Selection:
Analysis - Applying the tests in s259GA TIOPA 2010

Do the interest payments satisfy the relevant conditions and thus fall within the scope of the hybrid payee deduction/non-inclusion mismatches rules?

Condition A: Are payments made under, or in connection with, an arrangement?

The services payment is a transfer of money from C Co to D Co and it is made under the arrangement, which includes the transaction involving the provision of the relevant services by D Co and the subsequent compensation.

Condition A is satisfied.

Condition B: Is the payee a hybrid entity?

D Co is the payee and is regarded as a person for tax purposes under the law of Country X.

Country Z treats D Co’s service payment receipts as the income of B Co for tax purposes.

Therefore D Co is a hybrid entity, and Condition B is met.

Condition C: Is the payer or investor within the charge to corporation tax for a relevant period or is the hybrid payee a limited liability partnership?

Extracted data:
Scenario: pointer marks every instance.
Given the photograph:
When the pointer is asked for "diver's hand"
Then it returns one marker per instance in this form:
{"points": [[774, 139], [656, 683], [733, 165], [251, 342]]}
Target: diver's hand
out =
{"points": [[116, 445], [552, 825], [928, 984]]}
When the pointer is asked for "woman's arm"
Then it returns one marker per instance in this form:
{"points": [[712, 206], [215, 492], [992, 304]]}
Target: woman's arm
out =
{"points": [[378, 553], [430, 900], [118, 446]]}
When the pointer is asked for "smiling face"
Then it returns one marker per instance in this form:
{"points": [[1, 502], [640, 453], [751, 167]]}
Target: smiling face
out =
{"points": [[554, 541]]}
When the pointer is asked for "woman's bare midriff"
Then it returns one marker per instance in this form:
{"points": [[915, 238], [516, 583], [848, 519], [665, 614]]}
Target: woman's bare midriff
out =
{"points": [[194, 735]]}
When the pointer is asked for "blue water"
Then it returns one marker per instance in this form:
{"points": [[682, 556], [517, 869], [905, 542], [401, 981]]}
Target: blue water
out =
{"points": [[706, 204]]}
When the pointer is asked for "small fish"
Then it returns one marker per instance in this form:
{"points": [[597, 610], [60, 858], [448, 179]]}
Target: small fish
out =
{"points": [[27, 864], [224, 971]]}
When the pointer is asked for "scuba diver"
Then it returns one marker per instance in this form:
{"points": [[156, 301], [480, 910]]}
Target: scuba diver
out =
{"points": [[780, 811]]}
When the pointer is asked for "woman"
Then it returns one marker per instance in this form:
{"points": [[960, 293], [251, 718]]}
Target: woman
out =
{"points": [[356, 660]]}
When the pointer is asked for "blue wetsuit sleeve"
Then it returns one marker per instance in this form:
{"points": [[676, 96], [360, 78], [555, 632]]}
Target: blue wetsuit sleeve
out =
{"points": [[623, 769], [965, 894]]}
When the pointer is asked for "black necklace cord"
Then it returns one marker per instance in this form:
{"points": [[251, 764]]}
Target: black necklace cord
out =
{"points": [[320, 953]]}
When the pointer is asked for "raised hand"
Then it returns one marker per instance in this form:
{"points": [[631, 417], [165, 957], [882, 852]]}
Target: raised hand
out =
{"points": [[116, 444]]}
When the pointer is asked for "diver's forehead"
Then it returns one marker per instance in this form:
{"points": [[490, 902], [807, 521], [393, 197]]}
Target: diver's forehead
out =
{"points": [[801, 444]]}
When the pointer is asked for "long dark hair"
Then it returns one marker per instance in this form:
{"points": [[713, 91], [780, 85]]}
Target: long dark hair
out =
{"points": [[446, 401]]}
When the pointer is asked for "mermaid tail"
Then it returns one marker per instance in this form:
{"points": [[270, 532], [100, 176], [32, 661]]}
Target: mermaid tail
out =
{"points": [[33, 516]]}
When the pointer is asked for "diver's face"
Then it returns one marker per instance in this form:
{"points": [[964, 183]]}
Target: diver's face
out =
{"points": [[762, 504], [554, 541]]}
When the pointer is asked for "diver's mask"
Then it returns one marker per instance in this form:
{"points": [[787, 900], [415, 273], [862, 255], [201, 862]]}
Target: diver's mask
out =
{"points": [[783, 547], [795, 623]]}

Exercise task:
Answer these questions from the tax analysis:
(a) Which company makes the services payment, and to which company?
(b) Under the law of which country is D Co regarded as a person for tax purposes?
(c) According to Country Z, whose income are D Co's service payment receipts for tax purposes?

In response:
(a) C Co makes the services payment to D Co.
(b) Country X.
(c) B Co's.